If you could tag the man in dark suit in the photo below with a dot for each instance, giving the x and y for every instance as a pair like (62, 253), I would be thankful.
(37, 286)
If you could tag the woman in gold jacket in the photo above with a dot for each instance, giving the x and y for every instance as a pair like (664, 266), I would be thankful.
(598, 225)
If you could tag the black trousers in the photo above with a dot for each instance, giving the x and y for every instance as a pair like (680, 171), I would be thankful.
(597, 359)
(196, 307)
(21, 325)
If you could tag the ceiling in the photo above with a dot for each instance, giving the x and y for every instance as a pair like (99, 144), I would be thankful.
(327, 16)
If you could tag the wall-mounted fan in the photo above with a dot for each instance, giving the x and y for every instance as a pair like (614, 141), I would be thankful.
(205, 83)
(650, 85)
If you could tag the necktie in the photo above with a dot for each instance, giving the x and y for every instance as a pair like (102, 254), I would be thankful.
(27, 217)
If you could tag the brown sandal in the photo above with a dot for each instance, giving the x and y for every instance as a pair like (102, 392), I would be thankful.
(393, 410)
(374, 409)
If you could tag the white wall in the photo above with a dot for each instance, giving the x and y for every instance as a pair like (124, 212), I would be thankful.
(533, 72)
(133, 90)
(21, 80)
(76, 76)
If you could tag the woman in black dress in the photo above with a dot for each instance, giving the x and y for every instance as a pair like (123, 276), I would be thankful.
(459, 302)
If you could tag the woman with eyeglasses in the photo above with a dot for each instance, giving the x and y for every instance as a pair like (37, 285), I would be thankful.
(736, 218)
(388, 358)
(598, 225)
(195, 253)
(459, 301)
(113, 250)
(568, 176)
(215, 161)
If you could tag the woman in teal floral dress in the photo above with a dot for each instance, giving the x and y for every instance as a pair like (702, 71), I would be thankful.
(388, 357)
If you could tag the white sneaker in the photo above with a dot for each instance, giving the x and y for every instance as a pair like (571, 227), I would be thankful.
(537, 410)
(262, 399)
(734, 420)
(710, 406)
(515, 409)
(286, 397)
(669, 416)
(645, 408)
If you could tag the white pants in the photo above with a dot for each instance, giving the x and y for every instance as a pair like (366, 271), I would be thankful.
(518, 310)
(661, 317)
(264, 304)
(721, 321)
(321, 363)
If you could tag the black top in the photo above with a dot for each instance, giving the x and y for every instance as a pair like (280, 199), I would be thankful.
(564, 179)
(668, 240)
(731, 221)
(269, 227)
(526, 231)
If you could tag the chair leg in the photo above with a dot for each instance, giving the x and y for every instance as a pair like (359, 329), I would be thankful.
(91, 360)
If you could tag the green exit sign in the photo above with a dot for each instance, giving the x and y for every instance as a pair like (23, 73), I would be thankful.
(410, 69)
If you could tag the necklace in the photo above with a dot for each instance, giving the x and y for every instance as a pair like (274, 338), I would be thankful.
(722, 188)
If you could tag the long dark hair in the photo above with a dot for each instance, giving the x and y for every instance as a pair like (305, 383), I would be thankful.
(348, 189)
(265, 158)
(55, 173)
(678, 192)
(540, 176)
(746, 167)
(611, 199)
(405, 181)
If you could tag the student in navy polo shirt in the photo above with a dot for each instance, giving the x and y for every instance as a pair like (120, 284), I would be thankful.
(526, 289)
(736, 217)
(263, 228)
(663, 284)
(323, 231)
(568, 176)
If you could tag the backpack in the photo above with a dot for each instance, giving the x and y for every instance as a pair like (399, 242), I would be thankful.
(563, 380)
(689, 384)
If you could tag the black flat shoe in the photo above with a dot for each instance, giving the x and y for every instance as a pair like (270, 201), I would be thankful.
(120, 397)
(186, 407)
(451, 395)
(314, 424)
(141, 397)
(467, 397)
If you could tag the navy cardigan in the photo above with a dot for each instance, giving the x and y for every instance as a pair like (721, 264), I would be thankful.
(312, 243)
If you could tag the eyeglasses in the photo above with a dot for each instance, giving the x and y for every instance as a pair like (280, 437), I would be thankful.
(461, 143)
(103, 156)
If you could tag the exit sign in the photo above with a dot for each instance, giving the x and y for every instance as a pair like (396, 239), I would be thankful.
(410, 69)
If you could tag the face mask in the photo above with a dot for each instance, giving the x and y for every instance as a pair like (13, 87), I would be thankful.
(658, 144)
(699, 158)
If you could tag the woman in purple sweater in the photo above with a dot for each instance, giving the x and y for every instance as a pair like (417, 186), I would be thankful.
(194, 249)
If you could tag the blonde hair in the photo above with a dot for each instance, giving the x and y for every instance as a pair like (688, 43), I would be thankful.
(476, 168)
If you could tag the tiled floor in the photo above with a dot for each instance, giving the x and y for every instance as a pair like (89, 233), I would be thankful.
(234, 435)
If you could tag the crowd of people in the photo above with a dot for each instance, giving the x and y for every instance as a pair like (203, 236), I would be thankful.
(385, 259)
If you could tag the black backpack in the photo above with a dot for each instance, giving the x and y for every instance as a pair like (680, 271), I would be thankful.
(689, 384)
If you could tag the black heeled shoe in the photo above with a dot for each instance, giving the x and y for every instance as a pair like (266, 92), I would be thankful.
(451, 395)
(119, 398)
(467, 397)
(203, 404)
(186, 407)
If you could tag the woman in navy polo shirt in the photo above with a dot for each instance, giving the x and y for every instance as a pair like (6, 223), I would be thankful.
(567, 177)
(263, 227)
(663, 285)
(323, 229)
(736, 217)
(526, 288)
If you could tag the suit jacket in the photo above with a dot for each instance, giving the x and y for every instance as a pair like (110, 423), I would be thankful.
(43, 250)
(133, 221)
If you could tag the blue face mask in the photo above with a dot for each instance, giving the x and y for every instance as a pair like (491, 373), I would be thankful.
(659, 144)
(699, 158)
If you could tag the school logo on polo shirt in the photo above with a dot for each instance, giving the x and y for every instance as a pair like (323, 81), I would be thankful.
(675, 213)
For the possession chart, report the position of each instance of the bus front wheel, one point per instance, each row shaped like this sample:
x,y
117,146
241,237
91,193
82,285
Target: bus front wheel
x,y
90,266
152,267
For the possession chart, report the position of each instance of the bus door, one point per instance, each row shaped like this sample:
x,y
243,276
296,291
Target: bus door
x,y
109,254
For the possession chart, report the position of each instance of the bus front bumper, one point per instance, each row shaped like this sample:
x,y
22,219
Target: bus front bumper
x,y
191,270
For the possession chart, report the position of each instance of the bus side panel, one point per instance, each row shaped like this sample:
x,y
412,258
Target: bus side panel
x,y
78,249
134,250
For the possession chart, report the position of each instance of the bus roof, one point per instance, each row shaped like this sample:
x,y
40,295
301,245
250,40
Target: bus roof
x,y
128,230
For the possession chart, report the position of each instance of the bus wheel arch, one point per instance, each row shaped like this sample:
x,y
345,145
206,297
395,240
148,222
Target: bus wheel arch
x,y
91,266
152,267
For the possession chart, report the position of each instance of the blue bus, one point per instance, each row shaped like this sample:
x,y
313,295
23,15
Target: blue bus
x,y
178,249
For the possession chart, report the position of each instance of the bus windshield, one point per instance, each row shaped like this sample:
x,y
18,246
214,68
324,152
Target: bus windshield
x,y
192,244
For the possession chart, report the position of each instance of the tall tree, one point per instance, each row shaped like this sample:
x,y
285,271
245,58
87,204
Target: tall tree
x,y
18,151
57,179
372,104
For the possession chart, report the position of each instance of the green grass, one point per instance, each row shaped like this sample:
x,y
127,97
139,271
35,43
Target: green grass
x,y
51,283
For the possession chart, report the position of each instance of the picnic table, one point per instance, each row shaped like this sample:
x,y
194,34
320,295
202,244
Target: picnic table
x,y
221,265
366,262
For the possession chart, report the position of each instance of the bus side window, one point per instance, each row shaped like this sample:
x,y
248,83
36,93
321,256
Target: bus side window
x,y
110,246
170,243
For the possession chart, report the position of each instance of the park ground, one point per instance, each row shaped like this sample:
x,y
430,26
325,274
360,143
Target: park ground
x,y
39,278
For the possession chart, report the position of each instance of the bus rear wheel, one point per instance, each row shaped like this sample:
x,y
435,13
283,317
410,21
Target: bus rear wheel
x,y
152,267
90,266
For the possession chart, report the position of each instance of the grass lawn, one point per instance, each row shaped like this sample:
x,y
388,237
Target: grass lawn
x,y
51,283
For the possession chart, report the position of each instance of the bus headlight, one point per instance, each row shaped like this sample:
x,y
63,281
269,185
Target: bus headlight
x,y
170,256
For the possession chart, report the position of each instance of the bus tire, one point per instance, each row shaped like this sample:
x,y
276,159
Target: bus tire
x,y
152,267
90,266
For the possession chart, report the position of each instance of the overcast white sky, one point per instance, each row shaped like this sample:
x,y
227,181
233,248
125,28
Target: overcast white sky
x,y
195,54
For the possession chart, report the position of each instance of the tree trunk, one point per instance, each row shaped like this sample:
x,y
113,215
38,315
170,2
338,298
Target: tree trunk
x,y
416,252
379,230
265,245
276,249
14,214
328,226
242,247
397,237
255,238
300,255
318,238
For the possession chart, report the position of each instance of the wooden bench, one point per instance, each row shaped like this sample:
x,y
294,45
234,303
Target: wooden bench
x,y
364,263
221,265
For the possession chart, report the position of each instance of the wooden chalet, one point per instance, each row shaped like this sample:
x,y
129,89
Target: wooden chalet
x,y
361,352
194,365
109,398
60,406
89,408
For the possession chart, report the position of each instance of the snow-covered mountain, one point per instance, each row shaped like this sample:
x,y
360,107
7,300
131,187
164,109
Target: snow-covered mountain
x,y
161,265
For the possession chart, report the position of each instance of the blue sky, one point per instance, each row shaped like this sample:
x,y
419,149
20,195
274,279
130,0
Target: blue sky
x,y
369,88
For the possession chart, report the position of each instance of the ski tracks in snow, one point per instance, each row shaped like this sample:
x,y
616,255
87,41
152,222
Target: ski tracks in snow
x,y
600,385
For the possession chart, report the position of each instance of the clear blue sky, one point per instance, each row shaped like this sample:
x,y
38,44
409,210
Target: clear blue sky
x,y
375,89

++++++

## DIRECTIONS FOR THIS TASK
The line containing "wooden bench, one" marks the start. Repeat it and every line after it to the end of the listing above, exactly.

## THE COMPLETED TASK
For the possession chart, report the position of each instance of the wooden bench, one point per instance, each row shaped like this sample:
x,y
294,45
234,303
Target: wooden bench
x,y
364,263
221,265
For the possession chart, report the position of each instance of the wooden chalet, one point per instance, each row shaped like this sample:
x,y
129,89
Target: wooden chalet
x,y
361,352
194,365
109,398
60,406
89,408
For the possession chart, report the position of each instance of the snow-covered mountain, one point per instance, each row shaped like this sample:
x,y
360,107
7,300
131,187
164,109
Target: snow-covered mountain
x,y
161,265
For the possession chart, report the position of each instance of the blue sky, one point per instance, each row shaped like this sample:
x,y
419,149
20,195
274,279
130,0
Target: blue sky
x,y
369,88
For the possession chart, report the position of each instance of the ski tracks in snow, one point per instance, each row shaped like this sample:
x,y
616,255
87,41
152,222
Target: ski tracks in snow
x,y
600,385
For the possession chart, report the position of each instance of the clear blue sky, one point per instance, each row shaped like this sample:
x,y
38,44
409,210
Target: clear blue sky
x,y
375,89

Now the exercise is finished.